EXERCISE TASKS:
- A) According to the Dom Flora biography, which team drafted him in the 1958 NBA draft, and at what pick?
- B) Continue the Dom Flora biography after its last sentence.

TEXT UNDER STUDY:
★ ★ ★

Personal information
- Born: December 12, 1935 Jersey City, New Jersey, U.S.
- Died: July 5, 2021 (aged 85) Egg Harbor Township, New Jersey, U.S.
- Listed height: 6 ft 2 in (1.88 m)

Career information
- High school: William L. Dickinson (Jersey City, New Jersey)
- College: Washington and Lee (1954–1958)
- NBA draft: 1958: 4th round, 31st overall pick
- Drafted by: Boston Celtics
- Position: Point guard
- Number: 44, 45

Career highlights
- SoCon Player of the Year (1958); AP honorable mention All-American (1958); 2× First-team All-SoCon (1957, 1958);
- Stats at Basketball Reference

= Dom Flora =

American basketball player (1935–2021)

Dominick Anthony Flora (June 12, 1935 – July 5, 2021) was an All-American college basketball standout at Washington and Lee University (W&L), located in Lexington, Virginia. Flora played for the W&L Generals from 1954–55 to 1957–58. Dom Flora was a native of Jersey City, New Jersey and played high school football, baseball, and basketball for William L. Dickinson High School.

★ ★ ★

SOURCE DATA:
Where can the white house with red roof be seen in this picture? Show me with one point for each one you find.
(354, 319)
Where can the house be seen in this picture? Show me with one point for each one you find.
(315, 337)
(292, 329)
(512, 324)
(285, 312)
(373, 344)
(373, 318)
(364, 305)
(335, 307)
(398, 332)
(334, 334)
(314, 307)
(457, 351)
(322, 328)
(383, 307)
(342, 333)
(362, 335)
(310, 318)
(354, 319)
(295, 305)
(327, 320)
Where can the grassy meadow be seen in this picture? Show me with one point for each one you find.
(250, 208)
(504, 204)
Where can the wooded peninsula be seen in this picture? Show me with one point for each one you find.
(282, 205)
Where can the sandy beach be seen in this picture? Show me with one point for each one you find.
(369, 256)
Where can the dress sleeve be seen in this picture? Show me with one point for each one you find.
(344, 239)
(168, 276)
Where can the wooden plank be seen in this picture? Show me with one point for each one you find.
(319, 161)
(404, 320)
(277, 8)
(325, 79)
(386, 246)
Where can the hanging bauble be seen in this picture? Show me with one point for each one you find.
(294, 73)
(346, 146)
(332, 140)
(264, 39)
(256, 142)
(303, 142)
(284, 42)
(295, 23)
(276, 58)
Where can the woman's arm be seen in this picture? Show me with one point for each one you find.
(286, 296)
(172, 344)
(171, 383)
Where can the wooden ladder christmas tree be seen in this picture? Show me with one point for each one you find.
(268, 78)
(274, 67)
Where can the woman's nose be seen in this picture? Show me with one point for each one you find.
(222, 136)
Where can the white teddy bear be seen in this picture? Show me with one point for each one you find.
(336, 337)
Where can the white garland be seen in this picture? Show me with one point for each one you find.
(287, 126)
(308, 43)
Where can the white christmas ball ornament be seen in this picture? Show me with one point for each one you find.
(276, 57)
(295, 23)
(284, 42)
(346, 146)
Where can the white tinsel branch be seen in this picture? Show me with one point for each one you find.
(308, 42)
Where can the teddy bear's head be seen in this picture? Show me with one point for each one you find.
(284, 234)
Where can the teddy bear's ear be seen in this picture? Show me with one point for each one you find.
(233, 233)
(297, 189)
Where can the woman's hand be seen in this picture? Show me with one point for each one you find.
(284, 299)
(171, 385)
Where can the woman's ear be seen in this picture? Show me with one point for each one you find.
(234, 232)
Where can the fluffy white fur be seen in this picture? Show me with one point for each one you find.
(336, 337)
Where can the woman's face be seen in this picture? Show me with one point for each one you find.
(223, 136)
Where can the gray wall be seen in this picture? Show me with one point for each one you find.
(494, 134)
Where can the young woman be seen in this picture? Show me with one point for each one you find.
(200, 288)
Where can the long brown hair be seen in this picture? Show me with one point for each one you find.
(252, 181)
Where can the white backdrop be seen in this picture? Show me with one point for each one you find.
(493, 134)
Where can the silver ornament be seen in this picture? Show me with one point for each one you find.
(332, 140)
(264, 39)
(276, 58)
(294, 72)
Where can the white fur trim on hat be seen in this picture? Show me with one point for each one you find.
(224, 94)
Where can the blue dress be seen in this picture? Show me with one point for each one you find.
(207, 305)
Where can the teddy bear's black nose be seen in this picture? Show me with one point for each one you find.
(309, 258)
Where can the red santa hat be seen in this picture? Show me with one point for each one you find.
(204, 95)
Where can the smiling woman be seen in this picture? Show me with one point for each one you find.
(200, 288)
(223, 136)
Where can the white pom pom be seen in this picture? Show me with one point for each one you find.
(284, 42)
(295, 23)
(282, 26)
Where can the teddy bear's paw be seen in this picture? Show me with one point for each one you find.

★ ★ ★

EXPECTED RESULTS:
- A) The Boston Celtics drafted him in the 4th round, 31st overall.

- B)
A point guard, Flora was an explosive scorer whose accurate jump shot and crisp ball-handling ability helped him average 21 points per game for his career. He was able to score despite being double– and triple–teamed by opposing defenses, and his aggressive style of play led him to become one of the most prolific free throw shooters in NCAA Division I history. As of the conclusion of the 2011–12 season, Flora's 696 free throws made are still in the top 25 all-time in Division I history. He shot 696-for-954 (73.0%) in 109 career games played.

As a senior in 1957–58, Flora was named the Southern Conference Player of the Year, the Virginia Big Six Player of the Year, and a First Team All-America selection by the Helms Foundation that also included NBA all-time legends Wilt Chamberlain, Oscar Robertson, and Elgin Baylor. He also earned his second straight First Team All-Southern Conference selection. When his career ended, Flora finished with 2,310 points, which at the time was the fifth–highest total in NCAA history.

Dom was also a standout on the baseball diamond playing baseball all four years while at W&L after turning down a contract from the New York Giants (baseball) MLB team.

Dom was drafted by the Boston Celtics in the 1958 NBA draft (31st overall pick). That team already had Bob Cousy, Bill Russell, Bill Sharman, and Tom Heinsohn (and would go on to win the NBA championship in 1959). Dom was traded after the pre-season camp to The Akron Goodyear Wingfoots as part of the prestigious National Industrial Basketball League in Akron, OH from 1958 to 1960.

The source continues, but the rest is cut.